++++ THE INPUT ++++
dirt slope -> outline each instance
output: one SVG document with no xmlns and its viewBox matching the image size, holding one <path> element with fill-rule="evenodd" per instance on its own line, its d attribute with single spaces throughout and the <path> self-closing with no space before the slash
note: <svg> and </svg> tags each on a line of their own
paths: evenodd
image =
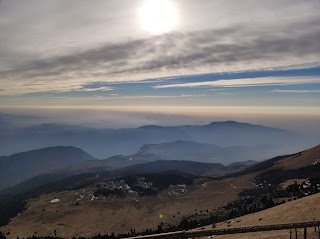
<svg viewBox="0 0 320 239">
<path fill-rule="evenodd" d="M 320 220 L 320 193 L 314 194 L 299 200 L 291 201 L 264 211 L 252 213 L 246 216 L 234 218 L 232 220 L 217 224 L 217 228 L 226 227 L 245 227 L 245 226 L 259 226 L 267 224 L 281 224 L 290 222 L 303 222 Z M 207 229 L 211 229 L 212 226 L 207 226 Z M 299 230 L 300 238 L 303 230 Z M 314 229 L 308 230 L 308 238 L 318 238 L 314 233 Z M 217 239 L 231 238 L 227 236 L 216 236 Z M 258 239 L 258 238 L 289 238 L 289 230 L 273 231 L 273 232 L 257 232 L 257 233 L 244 233 L 232 235 L 235 239 Z"/>
</svg>

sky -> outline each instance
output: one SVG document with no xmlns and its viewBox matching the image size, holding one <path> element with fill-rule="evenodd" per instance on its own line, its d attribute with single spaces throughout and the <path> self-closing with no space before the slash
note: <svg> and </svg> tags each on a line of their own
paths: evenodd
<svg viewBox="0 0 320 239">
<path fill-rule="evenodd" d="M 0 111 L 214 109 L 316 122 L 319 12 L 319 0 L 2 0 Z"/>
</svg>

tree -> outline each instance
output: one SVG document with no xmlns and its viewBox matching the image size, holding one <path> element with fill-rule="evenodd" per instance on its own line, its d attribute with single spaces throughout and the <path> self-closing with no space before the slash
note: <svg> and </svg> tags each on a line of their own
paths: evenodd
<svg viewBox="0 0 320 239">
<path fill-rule="evenodd" d="M 4 235 L 3 232 L 0 232 L 0 239 L 6 239 L 6 238 L 7 238 L 6 235 Z"/>
</svg>

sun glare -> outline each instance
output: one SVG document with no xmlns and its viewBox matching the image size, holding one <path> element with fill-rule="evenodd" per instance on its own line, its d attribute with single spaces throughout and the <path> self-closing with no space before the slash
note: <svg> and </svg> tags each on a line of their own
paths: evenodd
++++
• WHAT IS ASKED: Which lines of the records contain the word "outline"? Return every such line, matching case exactly.

• WORKED ANSWER:
dirt slope -> outline each instance
sky -> outline each instance
tree -> outline each instance
sun glare -> outline each instance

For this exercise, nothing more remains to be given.